Task
Read the listing below and copy out every line that holds "wearing".

*** Opening Data to examine ***

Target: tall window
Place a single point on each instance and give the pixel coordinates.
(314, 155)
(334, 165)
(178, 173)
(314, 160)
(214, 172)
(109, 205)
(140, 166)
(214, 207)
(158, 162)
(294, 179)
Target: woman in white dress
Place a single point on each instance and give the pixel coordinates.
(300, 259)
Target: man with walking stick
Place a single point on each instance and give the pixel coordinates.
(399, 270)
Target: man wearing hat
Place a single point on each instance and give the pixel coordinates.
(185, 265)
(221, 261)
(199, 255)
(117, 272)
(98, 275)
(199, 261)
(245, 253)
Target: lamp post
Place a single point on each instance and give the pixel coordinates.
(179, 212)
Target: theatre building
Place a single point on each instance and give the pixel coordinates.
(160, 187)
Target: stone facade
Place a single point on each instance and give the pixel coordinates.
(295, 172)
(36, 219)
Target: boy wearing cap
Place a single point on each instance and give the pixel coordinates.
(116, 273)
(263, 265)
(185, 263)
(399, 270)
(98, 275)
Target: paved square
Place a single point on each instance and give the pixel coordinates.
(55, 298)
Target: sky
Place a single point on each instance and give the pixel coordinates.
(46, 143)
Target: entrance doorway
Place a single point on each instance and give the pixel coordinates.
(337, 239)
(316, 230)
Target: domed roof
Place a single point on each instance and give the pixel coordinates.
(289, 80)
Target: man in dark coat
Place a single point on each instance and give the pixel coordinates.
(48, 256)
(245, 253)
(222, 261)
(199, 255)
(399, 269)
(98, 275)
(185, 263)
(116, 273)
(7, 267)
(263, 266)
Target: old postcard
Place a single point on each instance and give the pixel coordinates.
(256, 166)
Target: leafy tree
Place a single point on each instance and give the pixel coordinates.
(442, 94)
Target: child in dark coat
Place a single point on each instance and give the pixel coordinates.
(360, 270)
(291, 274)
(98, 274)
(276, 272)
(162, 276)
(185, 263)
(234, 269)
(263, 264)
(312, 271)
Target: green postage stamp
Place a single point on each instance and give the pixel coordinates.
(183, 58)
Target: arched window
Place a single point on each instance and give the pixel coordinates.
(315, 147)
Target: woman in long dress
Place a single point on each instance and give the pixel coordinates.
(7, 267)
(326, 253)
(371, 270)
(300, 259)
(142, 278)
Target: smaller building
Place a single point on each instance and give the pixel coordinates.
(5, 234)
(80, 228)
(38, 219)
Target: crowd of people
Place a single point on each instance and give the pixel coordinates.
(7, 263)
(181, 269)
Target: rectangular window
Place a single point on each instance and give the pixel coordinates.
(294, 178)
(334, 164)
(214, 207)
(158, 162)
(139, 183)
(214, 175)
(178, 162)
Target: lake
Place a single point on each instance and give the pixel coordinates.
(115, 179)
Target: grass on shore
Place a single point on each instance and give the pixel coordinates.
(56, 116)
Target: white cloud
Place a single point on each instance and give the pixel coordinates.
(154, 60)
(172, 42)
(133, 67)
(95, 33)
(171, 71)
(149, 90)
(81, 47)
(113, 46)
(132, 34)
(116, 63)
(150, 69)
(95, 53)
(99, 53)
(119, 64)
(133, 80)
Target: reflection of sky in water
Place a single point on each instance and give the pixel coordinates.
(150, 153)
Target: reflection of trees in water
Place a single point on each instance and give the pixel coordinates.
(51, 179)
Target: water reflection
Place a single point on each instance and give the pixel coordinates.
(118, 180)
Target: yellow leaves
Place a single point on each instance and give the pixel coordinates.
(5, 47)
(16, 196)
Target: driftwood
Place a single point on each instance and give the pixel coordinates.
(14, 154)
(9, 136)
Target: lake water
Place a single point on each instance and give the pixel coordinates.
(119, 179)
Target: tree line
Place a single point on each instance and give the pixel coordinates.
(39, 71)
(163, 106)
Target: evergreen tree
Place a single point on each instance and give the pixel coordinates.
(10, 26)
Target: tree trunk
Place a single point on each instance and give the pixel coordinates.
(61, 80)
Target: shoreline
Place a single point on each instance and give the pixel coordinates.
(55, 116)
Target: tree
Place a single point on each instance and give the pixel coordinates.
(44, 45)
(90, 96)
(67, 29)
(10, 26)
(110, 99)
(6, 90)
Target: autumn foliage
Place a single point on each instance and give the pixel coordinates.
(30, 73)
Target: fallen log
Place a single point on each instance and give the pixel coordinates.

*** Closing Data to examine ***

Exercise solution
Target: man wearing hat
Target: boy wearing cap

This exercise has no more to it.